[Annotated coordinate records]
-----

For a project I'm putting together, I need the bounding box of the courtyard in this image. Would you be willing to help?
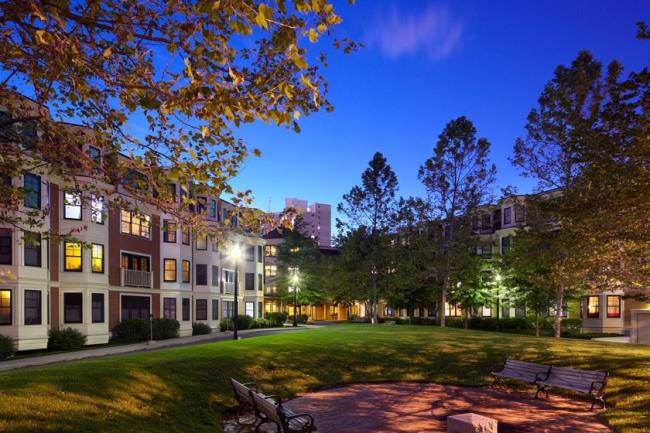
[0,324,650,433]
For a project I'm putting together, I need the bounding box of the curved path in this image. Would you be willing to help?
[286,383,613,433]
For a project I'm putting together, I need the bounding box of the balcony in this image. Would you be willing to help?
[122,268,153,289]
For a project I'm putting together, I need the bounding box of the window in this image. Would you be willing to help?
[0,229,13,265]
[23,173,41,209]
[63,242,83,272]
[587,296,600,318]
[0,289,12,325]
[223,301,235,319]
[212,265,219,287]
[122,209,151,239]
[63,191,81,220]
[212,299,219,320]
[196,235,208,250]
[163,298,176,320]
[163,220,177,244]
[503,207,512,225]
[515,204,526,223]
[183,260,190,283]
[63,293,83,323]
[163,259,176,282]
[195,299,208,320]
[245,302,255,317]
[25,290,42,325]
[90,293,104,323]
[501,236,510,254]
[445,302,461,317]
[23,232,41,268]
[90,197,104,224]
[607,295,621,319]
[208,200,217,218]
[121,295,151,320]
[88,146,102,174]
[264,245,278,257]
[183,298,190,322]
[196,264,208,286]
[264,265,278,277]
[244,272,255,290]
[90,244,104,274]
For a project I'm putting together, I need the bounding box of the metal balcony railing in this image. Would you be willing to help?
[122,268,153,288]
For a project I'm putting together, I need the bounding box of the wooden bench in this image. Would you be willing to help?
[491,358,551,384]
[230,378,259,425]
[250,390,316,433]
[535,367,609,411]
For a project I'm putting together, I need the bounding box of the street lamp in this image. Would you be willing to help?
[225,242,242,340]
[291,268,300,327]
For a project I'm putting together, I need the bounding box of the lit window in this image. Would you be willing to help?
[264,245,278,257]
[63,191,81,220]
[121,209,151,239]
[90,244,104,274]
[63,242,82,272]
[183,260,190,283]
[163,259,176,282]
[264,265,278,277]
[587,296,600,318]
[607,296,621,318]
[90,197,104,224]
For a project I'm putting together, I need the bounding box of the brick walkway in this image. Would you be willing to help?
[274,383,612,433]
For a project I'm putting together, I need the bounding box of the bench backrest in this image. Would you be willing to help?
[503,358,551,379]
[250,391,283,425]
[230,378,253,405]
[548,367,608,391]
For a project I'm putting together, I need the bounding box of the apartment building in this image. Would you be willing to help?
[0,100,265,350]
[379,192,650,342]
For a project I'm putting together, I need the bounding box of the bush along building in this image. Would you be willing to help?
[0,99,265,350]
[379,195,650,343]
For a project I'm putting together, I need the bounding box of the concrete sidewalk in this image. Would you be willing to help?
[0,325,320,371]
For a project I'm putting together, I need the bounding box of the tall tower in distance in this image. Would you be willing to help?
[284,198,332,247]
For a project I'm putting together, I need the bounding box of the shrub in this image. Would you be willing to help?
[115,319,181,343]
[0,335,16,361]
[236,314,255,331]
[266,311,288,326]
[47,328,86,350]
[219,319,235,332]
[192,322,212,335]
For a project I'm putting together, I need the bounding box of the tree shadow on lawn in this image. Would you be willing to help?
[0,325,650,433]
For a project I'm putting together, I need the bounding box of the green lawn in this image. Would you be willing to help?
[0,325,650,433]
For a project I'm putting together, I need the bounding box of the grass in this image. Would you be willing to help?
[0,324,650,433]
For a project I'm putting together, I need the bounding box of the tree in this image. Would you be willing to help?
[277,217,325,305]
[419,116,496,326]
[0,0,355,236]
[336,152,398,323]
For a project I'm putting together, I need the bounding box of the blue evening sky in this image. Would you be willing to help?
[230,0,650,223]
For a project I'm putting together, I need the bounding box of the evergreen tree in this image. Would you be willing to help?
[419,116,496,326]
[337,152,398,323]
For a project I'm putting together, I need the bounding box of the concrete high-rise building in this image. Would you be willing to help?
[284,198,332,247]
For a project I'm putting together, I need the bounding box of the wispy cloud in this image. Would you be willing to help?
[366,3,463,60]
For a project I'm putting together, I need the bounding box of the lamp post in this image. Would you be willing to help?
[230,242,242,340]
[291,268,300,327]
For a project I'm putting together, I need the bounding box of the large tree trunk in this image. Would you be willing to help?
[555,286,564,338]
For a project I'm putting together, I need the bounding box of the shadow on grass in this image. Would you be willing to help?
[0,325,650,433]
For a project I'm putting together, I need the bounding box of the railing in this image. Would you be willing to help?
[122,268,153,288]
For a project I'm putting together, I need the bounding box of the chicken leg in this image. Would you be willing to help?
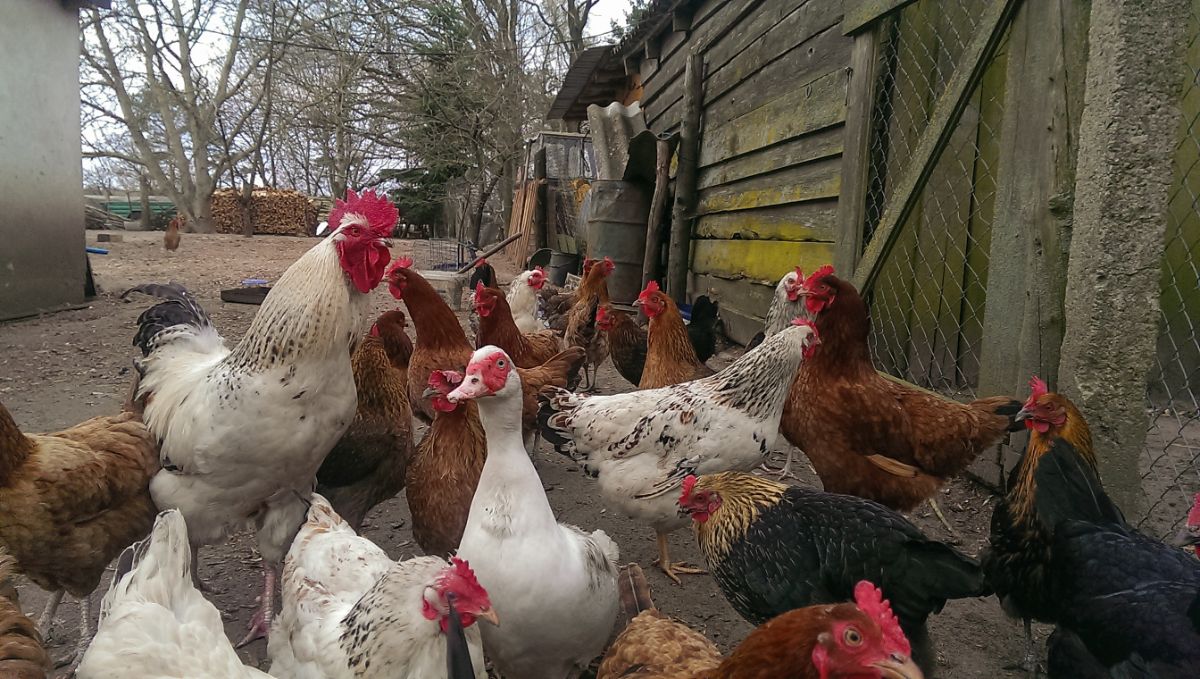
[37,589,62,641]
[236,560,276,648]
[654,531,708,587]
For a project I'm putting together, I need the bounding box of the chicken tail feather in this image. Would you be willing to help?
[617,564,656,620]
[121,281,216,356]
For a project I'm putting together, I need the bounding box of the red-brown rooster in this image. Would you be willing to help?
[565,257,617,391]
[781,266,1021,520]
[634,281,713,389]
[475,283,563,368]
[596,564,923,679]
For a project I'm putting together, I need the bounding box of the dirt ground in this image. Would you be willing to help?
[0,232,1048,679]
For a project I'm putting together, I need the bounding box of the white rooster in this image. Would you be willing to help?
[504,266,546,332]
[126,191,397,643]
[746,266,808,351]
[268,494,498,679]
[448,345,618,679]
[538,319,816,583]
[76,510,270,679]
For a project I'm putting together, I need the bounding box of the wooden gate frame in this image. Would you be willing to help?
[834,0,1021,289]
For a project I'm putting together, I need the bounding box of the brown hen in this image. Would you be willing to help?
[780,266,1021,515]
[404,371,487,557]
[475,283,563,368]
[0,398,158,657]
[0,548,50,679]
[317,311,413,531]
[634,281,713,389]
[596,564,923,679]
[386,258,583,438]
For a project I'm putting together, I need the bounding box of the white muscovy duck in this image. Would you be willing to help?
[268,494,498,679]
[76,510,270,679]
[504,266,546,332]
[538,319,817,583]
[448,345,618,679]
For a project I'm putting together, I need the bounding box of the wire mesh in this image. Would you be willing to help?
[863,0,1006,397]
[1140,4,1200,536]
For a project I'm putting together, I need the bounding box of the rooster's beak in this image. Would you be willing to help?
[871,654,925,679]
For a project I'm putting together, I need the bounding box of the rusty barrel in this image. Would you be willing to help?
[588,180,650,305]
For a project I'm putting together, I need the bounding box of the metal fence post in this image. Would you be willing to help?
[1058,0,1189,516]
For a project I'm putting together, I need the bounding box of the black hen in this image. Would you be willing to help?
[1050,521,1200,679]
[679,471,989,668]
[691,295,720,364]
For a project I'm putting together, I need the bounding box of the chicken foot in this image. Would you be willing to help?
[37,589,62,641]
[654,533,708,587]
[235,560,276,648]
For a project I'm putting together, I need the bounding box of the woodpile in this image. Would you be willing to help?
[212,188,317,236]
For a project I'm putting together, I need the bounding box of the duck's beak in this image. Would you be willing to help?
[475,607,500,627]
[872,654,925,679]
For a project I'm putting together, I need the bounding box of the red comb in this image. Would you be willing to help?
[329,188,400,238]
[854,579,912,655]
[796,264,833,289]
[637,281,661,300]
[679,474,698,501]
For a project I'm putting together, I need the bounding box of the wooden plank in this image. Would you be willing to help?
[853,0,1020,290]
[704,0,852,116]
[841,0,917,35]
[704,28,852,126]
[690,272,782,345]
[691,240,833,284]
[666,52,704,304]
[700,68,846,166]
[697,125,842,188]
[694,198,838,242]
[696,157,841,215]
[834,26,880,277]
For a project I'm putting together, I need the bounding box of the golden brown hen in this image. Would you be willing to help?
[596,564,923,679]
[0,548,50,679]
[317,311,413,531]
[0,398,158,656]
[780,266,1021,520]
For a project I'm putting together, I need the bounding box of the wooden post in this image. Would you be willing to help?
[834,24,880,276]
[667,47,704,304]
[973,0,1087,487]
[642,139,671,289]
[1058,0,1192,517]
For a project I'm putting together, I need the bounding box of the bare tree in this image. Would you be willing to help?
[83,0,300,233]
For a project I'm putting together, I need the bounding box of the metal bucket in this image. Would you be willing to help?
[546,251,580,288]
[588,180,650,304]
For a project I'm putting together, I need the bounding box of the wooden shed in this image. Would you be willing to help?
[613,0,853,342]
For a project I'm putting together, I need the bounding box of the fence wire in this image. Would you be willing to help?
[863,0,1004,397]
[1141,2,1200,536]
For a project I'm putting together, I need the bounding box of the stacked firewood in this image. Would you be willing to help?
[212,188,317,236]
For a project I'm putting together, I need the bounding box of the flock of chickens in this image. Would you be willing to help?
[0,192,1200,679]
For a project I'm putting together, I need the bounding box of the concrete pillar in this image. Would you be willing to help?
[1057,0,1190,516]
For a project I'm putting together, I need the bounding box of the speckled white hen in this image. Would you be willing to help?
[448,347,618,679]
[268,494,497,679]
[504,266,546,332]
[538,319,816,575]
[76,510,270,679]
[126,191,397,641]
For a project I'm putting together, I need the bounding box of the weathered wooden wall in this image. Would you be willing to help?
[637,0,852,342]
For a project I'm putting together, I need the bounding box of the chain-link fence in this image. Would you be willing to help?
[863,0,1004,397]
[1141,2,1200,535]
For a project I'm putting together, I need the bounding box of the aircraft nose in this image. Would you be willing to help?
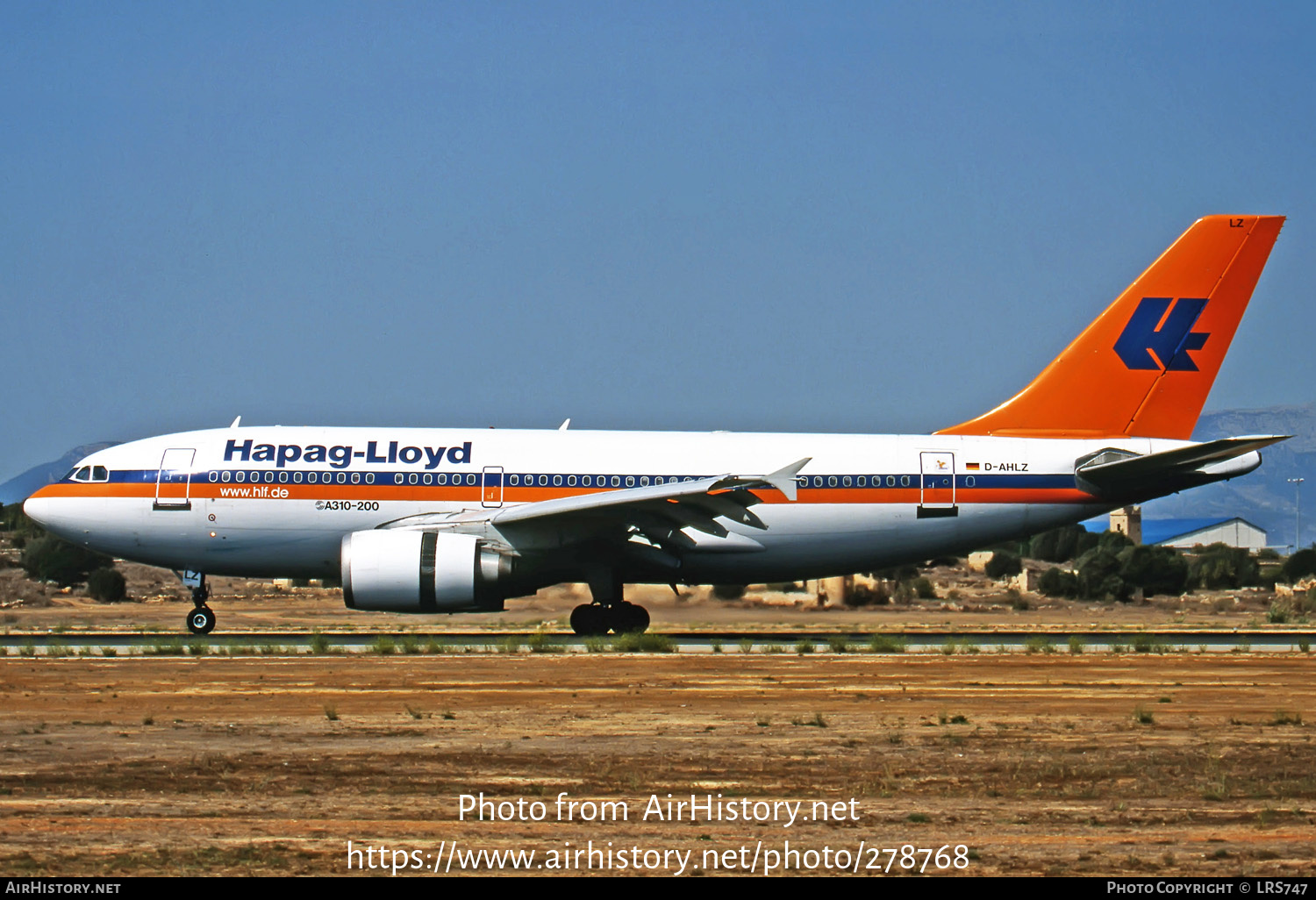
[23,497,50,526]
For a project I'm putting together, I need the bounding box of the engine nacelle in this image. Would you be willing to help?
[341,529,512,613]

-----

Instruction >> Write the lines from the line containing "of the bare" through the last line of the data out again exactly, and only those lines; pictures stay out.

Solution for this task >>
For a project I'm putting together, I need the bounding box of the bare tree in this image. Would you be willing to help?
[83,0,300,233]
For a project I'm putting together, I need the bounding box of the metal bucket in this image. Would you be willing to help?
[546,251,580,288]
[588,180,650,304]
For a project I'm putting together, I need the bounding box of the wooden shed in this image. Would you be willing to help?
[613,0,853,342]
For a project I'm putting together, I need the bounding box of the fence wire in this image. Would you be willing to help?
[863,0,1004,397]
[1141,2,1200,536]
For a project I'm putting together, I need the bounding box of the stacked firewood in this image. Would you be willing to help?
[212,188,317,236]
For a project I'm putting together, I need the bounding box of the flock of chickens in this image. Would you be willing to help?
[0,192,1200,679]
For a project I'm putting together, I need the bounding box of the concrete pillar in this image. Would you be willing to help?
[1057,0,1190,516]
For a project I'm putting together, I need the bounding box of the speckled white hen in this image. Would you be willing to help?
[448,347,618,679]
[268,494,497,679]
[504,266,546,332]
[538,319,816,575]
[76,510,270,679]
[126,191,397,641]
For a project I'm putting together, I need the bounding box of the weathered wooden wall in this image. Would you be willing to help?
[637,0,852,342]
For a project I'm putting together, I need the bounding box of the chain-link fence in this image. Would you be willing to help?
[863,0,1004,397]
[1141,2,1200,535]
For a project I'm putting together, I need the bounding box of the aircraft nose in this image. Would you be willing to help?
[23,497,50,526]
For a project I'm putting together, I need the bounding box of the engine nacelle in this image. Would you be willing to help?
[341,529,512,613]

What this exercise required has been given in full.